COVID-19 News

BARDA pledges up to $483m for Moderna's COVID-19 vaccine work

The Biomedical Advanced Research and Development Authority (BARDA) is pledging up to $483 million to accelerate the development of Moderna’s experimental COVID-19 vaccine, an infusion of money that the Cambridge, Massachusetts, biotech company says will allow it to manufacture the yet-to-be approved product around the clock, seven days a week.

Moderna’s chief executive, Stephane Bancel, said Thursday that the money will enable the company to supply “millions of doses per month in 2020 ― and with further investments, tens of millions per month in 2021 ― if the vaccine candidate is successful in the clinic."

“We are thankful for BARDA’s support to fund the accelerated development of mRNA-1273, our vaccine candidate," Bancel said. “Time is of the essence to provide a vaccine against this pandemic virus.” BARDA is part of the US Department of Health and Human Services.

The National Institutes of Health has completed enrollment for an early-stage clinical trial of Moderna’s experimental vaccine, which was the first potential vaccine to go to trial. It relies on custom-built messenger RNA to produce an immune response. Forty-five healthy volunteers between the age of 18 and 55 began getting doses on March 16 in Seattle. The NIH recently broadened the first phase of the trial to include three groups of participants ages 51 to 70, and three groups of those 71 and older. Enrollment in those studies is ongoing.

If the vaccine proves safe and appears to work, Moderna plans to begin a mid-stage trial in the second quarter of this year, and then, if all goes well with that testing, the company would start a late-stage trial in the fall — the last step before seeking approval from the Food and Drug Administration, which would be expected to act quickly on any vaccine proven to work.

"Preparing now for advanced stage clinical trials and production scale-up while the Phase 1 [trial] is underway could shave months off development of COVID-19 vaccines,” said Rick Bright, BARDA's director.

Moderna says it expects to hire up to 150 new employees in the United States so the company can expand manufacturing from two shifts a day, five days a week, to three shifts a day, seven days a week. Moderna has a $130 million plant in Norwood, Massachusetts.

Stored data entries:
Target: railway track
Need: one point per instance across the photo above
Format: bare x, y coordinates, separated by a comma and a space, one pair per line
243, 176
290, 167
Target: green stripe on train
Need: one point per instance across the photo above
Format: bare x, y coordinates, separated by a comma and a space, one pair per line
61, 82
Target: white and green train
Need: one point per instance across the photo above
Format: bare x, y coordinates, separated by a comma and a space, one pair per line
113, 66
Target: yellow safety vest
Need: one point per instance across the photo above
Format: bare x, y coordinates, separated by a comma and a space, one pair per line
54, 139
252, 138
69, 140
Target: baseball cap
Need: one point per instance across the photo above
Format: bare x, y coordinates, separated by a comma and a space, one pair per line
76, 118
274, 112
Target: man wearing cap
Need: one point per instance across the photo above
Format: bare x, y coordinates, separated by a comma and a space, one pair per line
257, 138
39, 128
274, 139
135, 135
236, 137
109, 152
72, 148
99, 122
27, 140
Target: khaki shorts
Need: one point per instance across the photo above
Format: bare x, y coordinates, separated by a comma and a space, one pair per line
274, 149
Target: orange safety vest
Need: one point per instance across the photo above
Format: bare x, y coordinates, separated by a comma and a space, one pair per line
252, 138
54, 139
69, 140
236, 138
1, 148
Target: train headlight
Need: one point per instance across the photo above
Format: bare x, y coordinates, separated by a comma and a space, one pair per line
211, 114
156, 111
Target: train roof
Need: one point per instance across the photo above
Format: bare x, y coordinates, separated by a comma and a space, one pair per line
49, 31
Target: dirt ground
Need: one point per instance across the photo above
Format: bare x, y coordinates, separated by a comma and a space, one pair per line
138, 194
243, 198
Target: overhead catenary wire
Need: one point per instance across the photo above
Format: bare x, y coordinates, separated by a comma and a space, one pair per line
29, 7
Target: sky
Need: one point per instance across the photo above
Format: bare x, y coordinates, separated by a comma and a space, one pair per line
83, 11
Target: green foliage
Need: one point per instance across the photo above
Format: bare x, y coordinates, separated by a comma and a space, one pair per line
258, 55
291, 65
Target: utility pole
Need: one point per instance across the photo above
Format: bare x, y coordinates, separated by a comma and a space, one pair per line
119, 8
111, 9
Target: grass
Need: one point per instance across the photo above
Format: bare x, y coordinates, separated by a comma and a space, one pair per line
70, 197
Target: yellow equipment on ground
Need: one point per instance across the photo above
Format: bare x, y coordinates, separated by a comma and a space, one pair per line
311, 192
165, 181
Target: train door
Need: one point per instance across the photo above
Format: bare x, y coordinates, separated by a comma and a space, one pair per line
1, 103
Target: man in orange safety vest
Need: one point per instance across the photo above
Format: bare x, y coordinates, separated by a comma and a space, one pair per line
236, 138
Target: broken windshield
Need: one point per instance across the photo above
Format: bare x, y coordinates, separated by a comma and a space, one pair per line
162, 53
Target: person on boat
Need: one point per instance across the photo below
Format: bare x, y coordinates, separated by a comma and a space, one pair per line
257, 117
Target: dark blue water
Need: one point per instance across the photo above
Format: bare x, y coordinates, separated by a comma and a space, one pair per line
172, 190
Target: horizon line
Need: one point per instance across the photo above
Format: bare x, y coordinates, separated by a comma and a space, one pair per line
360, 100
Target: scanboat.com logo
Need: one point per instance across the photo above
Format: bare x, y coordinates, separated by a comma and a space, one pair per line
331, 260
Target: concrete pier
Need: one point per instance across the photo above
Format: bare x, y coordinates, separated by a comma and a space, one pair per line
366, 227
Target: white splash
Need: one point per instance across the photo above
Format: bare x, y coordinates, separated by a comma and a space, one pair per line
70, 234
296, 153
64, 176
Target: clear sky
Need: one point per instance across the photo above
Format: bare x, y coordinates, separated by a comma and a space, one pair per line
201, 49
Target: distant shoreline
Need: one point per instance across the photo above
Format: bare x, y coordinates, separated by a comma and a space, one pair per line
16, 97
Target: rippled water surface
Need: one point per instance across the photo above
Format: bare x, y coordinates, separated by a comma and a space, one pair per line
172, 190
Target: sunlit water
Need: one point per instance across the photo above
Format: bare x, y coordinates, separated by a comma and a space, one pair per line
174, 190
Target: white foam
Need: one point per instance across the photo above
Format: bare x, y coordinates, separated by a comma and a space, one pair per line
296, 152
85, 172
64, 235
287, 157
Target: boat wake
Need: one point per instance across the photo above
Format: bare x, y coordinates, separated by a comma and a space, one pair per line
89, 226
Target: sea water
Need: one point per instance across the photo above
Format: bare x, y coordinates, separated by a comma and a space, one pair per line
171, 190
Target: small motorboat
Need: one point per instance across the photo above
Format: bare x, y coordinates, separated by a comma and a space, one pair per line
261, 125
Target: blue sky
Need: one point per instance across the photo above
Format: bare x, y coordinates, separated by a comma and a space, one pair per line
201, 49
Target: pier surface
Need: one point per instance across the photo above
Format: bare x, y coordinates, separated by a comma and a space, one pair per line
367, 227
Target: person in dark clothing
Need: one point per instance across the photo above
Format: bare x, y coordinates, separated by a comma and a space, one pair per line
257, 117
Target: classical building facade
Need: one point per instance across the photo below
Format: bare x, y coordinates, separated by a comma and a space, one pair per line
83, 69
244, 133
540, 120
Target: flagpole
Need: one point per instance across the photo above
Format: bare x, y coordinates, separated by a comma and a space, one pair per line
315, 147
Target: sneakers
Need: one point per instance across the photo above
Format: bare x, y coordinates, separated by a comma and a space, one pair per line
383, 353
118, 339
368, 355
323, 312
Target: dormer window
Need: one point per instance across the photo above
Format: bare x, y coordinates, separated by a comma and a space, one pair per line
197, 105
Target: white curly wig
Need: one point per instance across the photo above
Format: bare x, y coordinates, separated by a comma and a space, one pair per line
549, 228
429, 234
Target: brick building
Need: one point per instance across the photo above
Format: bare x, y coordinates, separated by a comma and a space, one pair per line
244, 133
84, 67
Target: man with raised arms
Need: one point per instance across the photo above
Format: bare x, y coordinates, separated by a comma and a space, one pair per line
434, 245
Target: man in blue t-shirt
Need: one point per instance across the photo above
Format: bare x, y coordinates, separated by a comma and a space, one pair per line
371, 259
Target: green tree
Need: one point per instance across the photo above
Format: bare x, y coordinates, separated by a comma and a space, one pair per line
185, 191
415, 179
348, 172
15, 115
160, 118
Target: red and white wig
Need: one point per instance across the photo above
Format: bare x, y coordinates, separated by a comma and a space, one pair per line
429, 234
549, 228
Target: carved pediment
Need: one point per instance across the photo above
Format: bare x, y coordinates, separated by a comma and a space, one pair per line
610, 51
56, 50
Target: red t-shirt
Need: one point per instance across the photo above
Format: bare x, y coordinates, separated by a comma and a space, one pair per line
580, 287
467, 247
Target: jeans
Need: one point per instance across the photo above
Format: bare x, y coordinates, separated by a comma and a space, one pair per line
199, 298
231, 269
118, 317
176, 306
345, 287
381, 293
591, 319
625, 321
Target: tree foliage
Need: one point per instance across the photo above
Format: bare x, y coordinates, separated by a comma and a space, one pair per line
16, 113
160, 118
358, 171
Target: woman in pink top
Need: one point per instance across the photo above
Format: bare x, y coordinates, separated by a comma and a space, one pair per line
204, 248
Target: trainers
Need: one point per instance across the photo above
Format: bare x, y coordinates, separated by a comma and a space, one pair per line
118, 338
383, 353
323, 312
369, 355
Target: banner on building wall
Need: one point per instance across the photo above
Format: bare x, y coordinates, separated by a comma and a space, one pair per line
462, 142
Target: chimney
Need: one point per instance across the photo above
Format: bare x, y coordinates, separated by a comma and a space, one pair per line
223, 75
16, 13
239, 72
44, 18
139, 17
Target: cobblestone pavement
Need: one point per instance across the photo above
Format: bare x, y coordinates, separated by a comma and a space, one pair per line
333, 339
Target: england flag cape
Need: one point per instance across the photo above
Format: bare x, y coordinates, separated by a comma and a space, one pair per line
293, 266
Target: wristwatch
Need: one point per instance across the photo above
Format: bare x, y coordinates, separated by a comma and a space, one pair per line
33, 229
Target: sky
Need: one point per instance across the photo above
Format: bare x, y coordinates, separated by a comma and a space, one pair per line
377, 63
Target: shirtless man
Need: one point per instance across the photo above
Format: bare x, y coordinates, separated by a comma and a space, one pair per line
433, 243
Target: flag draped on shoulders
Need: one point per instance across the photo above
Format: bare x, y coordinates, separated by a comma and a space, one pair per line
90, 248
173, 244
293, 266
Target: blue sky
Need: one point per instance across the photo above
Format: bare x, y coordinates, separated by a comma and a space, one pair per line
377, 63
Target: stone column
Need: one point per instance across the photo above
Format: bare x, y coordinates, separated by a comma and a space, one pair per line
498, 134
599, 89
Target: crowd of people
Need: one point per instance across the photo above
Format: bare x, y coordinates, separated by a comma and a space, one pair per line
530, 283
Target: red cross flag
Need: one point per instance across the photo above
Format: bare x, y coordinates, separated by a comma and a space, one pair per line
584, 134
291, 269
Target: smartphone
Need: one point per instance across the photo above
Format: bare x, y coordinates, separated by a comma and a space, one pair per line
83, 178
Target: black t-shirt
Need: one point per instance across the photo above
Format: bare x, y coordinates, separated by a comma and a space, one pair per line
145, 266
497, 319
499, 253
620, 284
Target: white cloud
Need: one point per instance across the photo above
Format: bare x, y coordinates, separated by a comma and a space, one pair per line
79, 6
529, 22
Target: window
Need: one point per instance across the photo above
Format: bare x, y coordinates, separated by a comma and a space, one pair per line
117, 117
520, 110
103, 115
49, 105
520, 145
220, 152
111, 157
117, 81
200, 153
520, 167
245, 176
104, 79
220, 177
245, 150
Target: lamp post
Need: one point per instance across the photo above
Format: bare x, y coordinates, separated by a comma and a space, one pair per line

= Work instruction =
Could you restate the BARDA funding article from "The National Institutes" up to and including "studies is ongoing.", substituting "Boston" for "Seattle"?

= Written solution =
The National Institutes of Health has completed enrollment for an early-stage clinical trial of Moderna’s experimental vaccine, which was the first potential vaccine to go to trial. It relies on custom-built messenger RNA to produce an immune response. Forty-five healthy volunteers between the age of 18 and 55 began getting doses on March 16 in Boston. The NIH recently broadened the first phase of the trial to include three groups of participants ages 51 to 70, and three groups of those 71 and older. Enrollment in those studies is ongoing.